◆ Task objective:
Swap every "even-odd rule" in the data below for "nonzero winding rule", leaving everything else untouched.

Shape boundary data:
****************
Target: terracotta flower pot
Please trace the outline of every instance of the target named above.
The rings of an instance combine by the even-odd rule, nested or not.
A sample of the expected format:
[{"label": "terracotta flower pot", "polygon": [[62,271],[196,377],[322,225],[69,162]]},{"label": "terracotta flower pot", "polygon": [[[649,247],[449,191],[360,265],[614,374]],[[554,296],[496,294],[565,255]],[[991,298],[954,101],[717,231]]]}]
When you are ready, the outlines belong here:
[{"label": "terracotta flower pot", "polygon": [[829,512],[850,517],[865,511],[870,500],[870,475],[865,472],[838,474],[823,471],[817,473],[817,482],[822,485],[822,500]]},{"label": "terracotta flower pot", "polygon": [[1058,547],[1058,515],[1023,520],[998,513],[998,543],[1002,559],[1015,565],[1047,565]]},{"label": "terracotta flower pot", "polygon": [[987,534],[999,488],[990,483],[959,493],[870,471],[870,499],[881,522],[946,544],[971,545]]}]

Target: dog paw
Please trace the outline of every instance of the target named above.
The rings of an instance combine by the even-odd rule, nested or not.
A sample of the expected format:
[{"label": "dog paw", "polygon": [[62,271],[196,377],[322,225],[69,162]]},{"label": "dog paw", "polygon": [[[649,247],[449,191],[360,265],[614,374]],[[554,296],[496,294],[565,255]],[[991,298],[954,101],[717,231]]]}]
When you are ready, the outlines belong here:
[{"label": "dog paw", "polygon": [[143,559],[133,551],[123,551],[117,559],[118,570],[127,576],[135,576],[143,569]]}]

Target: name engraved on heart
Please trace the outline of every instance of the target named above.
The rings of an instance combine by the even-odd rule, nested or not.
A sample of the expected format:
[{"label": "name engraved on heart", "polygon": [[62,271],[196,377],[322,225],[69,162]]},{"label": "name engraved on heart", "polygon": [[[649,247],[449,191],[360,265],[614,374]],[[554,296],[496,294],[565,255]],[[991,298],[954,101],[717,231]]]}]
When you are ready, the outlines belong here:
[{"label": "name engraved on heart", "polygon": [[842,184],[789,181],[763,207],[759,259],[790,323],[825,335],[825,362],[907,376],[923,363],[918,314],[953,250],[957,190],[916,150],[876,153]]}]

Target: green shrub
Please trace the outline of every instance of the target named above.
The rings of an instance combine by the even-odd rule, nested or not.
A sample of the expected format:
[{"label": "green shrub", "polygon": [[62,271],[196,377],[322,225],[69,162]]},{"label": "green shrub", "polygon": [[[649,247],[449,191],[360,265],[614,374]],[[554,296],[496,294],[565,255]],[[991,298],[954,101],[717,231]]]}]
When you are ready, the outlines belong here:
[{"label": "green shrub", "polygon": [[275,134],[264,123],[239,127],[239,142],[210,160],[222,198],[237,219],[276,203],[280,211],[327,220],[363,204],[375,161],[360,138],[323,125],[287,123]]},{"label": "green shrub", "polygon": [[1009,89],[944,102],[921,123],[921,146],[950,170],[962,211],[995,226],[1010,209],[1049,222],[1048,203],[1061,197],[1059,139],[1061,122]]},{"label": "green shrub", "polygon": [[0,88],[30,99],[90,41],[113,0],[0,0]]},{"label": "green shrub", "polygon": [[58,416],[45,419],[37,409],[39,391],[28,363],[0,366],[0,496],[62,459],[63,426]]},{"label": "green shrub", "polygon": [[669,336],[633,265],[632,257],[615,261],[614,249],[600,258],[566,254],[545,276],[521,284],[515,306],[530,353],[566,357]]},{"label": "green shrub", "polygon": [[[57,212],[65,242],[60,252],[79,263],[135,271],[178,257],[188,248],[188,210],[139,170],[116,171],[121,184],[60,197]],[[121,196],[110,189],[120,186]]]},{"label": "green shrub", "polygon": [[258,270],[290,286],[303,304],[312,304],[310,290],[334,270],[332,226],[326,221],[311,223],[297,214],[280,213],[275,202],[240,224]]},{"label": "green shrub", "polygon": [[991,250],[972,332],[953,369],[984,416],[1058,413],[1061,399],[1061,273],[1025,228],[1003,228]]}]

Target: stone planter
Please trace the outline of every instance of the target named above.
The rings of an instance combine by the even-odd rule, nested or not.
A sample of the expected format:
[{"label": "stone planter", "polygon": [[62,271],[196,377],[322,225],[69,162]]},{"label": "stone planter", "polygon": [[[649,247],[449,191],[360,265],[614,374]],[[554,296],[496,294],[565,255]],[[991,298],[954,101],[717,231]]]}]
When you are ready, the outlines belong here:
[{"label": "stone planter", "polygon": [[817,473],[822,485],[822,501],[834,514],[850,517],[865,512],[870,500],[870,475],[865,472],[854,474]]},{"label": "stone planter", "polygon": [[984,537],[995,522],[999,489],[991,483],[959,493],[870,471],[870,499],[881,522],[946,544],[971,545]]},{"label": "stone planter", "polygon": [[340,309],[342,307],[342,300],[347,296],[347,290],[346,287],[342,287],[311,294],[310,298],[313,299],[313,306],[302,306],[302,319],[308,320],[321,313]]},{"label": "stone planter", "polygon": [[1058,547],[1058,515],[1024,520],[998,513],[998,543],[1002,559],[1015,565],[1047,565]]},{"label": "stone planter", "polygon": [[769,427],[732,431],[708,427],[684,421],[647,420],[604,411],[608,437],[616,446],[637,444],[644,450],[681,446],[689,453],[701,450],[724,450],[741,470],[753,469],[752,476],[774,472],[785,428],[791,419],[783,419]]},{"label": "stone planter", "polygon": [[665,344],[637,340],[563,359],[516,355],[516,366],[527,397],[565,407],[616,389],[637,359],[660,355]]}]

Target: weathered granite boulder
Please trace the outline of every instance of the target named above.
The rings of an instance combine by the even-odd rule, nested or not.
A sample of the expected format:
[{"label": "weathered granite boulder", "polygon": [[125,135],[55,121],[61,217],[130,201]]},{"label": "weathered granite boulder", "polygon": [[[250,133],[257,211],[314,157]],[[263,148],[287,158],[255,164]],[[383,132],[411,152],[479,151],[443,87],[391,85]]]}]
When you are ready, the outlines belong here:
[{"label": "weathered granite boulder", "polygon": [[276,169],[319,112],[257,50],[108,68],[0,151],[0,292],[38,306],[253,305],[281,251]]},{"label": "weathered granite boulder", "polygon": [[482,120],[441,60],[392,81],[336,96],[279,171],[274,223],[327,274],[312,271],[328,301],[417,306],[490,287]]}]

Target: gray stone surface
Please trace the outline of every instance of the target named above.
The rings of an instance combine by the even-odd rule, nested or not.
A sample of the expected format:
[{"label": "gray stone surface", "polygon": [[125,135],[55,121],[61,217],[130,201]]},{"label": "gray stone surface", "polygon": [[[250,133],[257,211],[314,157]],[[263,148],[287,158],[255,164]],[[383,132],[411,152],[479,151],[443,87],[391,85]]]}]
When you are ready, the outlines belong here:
****************
◆ Exercise response:
Target: terracotta flower pot
Please trace the outline of every instance of the target named above.
The rings of an instance combine by the nonzero winding rule, nested or not.
A sample of the expected format:
[{"label": "terracotta flower pot", "polygon": [[62,271],[196,377],[322,225],[69,162]]},{"label": "terracotta flower pot", "polygon": [[[649,247],[449,191],[360,265],[614,374]],[[554,296],[496,294],[565,255]],[[991,298],[954,101],[717,231]]]}]
When you are ready, the outlines belong here:
[{"label": "terracotta flower pot", "polygon": [[829,512],[850,517],[865,511],[870,500],[870,475],[865,472],[838,474],[823,471],[817,473],[817,482],[822,485],[822,500]]},{"label": "terracotta flower pot", "polygon": [[1058,547],[1058,515],[1023,520],[998,513],[998,543],[1002,559],[1015,565],[1047,565]]},{"label": "terracotta flower pot", "polygon": [[987,534],[999,488],[990,483],[959,493],[870,471],[870,499],[881,522],[946,544],[971,545]]}]

Target: dog paw
Please trace the outline of every instance of the target named above.
The rings of an instance combine by the nonzero winding rule, nested or not.
A sample of the expected format:
[{"label": "dog paw", "polygon": [[62,271],[196,377],[322,225],[69,162]]},{"label": "dog paw", "polygon": [[[649,247],[449,191],[360,265],[614,374]],[[554,296],[496,294],[565,255]],[[991,298],[954,101],[717,231]]]}]
When you are ready, the outlines belong here:
[{"label": "dog paw", "polygon": [[143,559],[133,551],[123,551],[117,559],[118,570],[127,576],[135,576],[143,569]]}]

Target: name engraved on heart
Please trace the outline of every instance of the target named above.
The rings of an instance combine by the nonzero winding rule, nested or not.
A sample of the expected format:
[{"label": "name engraved on heart", "polygon": [[62,271],[196,377],[322,225],[69,162]]},{"label": "name engraved on heart", "polygon": [[[649,247],[449,191],[360,265],[614,374]],[[554,296],[496,294],[565,255]],[[991,298],[954,101],[717,231]]]}]
When you are ready, the outlines belong here:
[{"label": "name engraved on heart", "polygon": [[842,184],[789,181],[763,207],[759,259],[790,323],[825,335],[825,362],[907,376],[923,363],[918,314],[953,250],[957,190],[916,150],[876,153]]}]

Target: green shrub
Please trace the outline of every instance of the target named above.
The rings of an instance combine by the nonzero winding rule, nested or not.
A sample of the expected format:
[{"label": "green shrub", "polygon": [[62,271],[196,377],[322,225],[69,162]]},{"label": "green shrub", "polygon": [[[649,247],[449,191],[360,265],[614,374]],[[554,296],[496,294],[565,255]],[[991,298],[954,101],[717,231]]]}]
When you are ready, the outlines belong here:
[{"label": "green shrub", "polygon": [[275,134],[264,123],[239,127],[239,142],[210,160],[222,198],[237,219],[276,203],[280,211],[327,220],[363,204],[375,161],[360,138],[323,125],[287,123]]},{"label": "green shrub", "polygon": [[1009,89],[944,102],[921,123],[921,146],[950,170],[962,211],[995,226],[1010,209],[1049,222],[1048,203],[1061,197],[1059,139],[1061,122]]},{"label": "green shrub", "polygon": [[0,88],[30,99],[90,41],[113,0],[0,0]]},{"label": "green shrub", "polygon": [[58,416],[45,419],[37,409],[39,391],[28,363],[0,366],[0,496],[62,459],[63,426]]},{"label": "green shrub", "polygon": [[669,336],[633,265],[632,257],[615,261],[614,249],[600,258],[566,254],[545,276],[521,284],[515,306],[530,353],[566,357]]},{"label": "green shrub", "polygon": [[[57,212],[65,242],[60,252],[79,263],[135,271],[178,257],[188,248],[188,210],[139,170],[116,171],[121,184],[60,197]],[[121,196],[110,189],[120,186]]]},{"label": "green shrub", "polygon": [[258,270],[290,286],[303,304],[312,304],[310,290],[334,270],[332,226],[326,221],[311,223],[297,214],[280,213],[275,202],[240,224]]},{"label": "green shrub", "polygon": [[991,250],[972,332],[953,369],[984,416],[1058,413],[1061,399],[1061,273],[1025,228],[1003,228]]}]

Target: stone planter
Please trace the outline of every instance of the target named above.
The rings of an instance combine by the nonzero winding rule, nested or not.
A sample of the expected format:
[{"label": "stone planter", "polygon": [[62,271],[196,377],[322,225],[69,162]]},{"label": "stone planter", "polygon": [[[649,247],[449,191],[360,265],[614,374]],[[554,296],[496,294],[565,255]],[[991,298],[954,101],[717,231]]]}]
When you are ready, the outlines belong here:
[{"label": "stone planter", "polygon": [[817,473],[822,485],[822,501],[834,514],[850,517],[865,512],[870,500],[870,475],[865,472],[854,474]]},{"label": "stone planter", "polygon": [[984,537],[995,522],[999,489],[991,483],[959,493],[870,471],[870,499],[881,522],[946,544],[971,545]]},{"label": "stone planter", "polygon": [[340,309],[342,307],[342,300],[347,296],[347,290],[346,287],[342,287],[311,294],[310,298],[313,299],[313,306],[302,306],[302,319],[308,320],[321,313]]},{"label": "stone planter", "polygon": [[1058,547],[1058,515],[1024,520],[998,513],[998,543],[1002,559],[1015,565],[1047,565]]},{"label": "stone planter", "polygon": [[769,427],[732,431],[708,427],[684,421],[647,420],[604,411],[608,437],[616,446],[637,444],[644,450],[681,446],[689,453],[701,450],[724,450],[741,470],[753,469],[752,476],[774,472],[785,428],[791,419],[783,419]]},{"label": "stone planter", "polygon": [[665,344],[637,340],[563,359],[516,355],[516,366],[527,397],[565,407],[616,389],[637,359],[660,355]]}]

Target: weathered granite boulder
Please trace the outline of every instance of the target named above.
The rings of an instance combine by the nonzero winding rule, nested or not.
A sample of the expected format:
[{"label": "weathered granite boulder", "polygon": [[125,135],[55,121],[61,217],[130,201]]},{"label": "weathered granite boulder", "polygon": [[[250,133],[257,211],[314,157]],[[263,148],[287,158],[255,164]],[[383,132],[411,152],[479,151],[443,87],[391,85]]]}]
When you are ready, the outlines belong here:
[{"label": "weathered granite boulder", "polygon": [[276,169],[319,112],[257,50],[108,68],[0,151],[0,292],[38,306],[253,305],[281,251]]},{"label": "weathered granite boulder", "polygon": [[482,120],[441,60],[392,81],[336,96],[279,171],[274,223],[327,274],[312,271],[328,301],[417,306],[490,287]]}]

Target: gray stone surface
Please trace the outline of every instance of the target named above.
The rings of an instance combine by the nonzero winding rule, nested or not.
A sample of the expected format:
[{"label": "gray stone surface", "polygon": [[125,135],[55,121],[61,217],[130,201]]},{"label": "gray stone surface", "polygon": [[[250,133],[257,211],[314,157]],[[263,148],[287,158],[255,164]],[[383,132],[411,152],[479,151],[443,87],[391,85]]]}]
When you are ready, the outlines belong here:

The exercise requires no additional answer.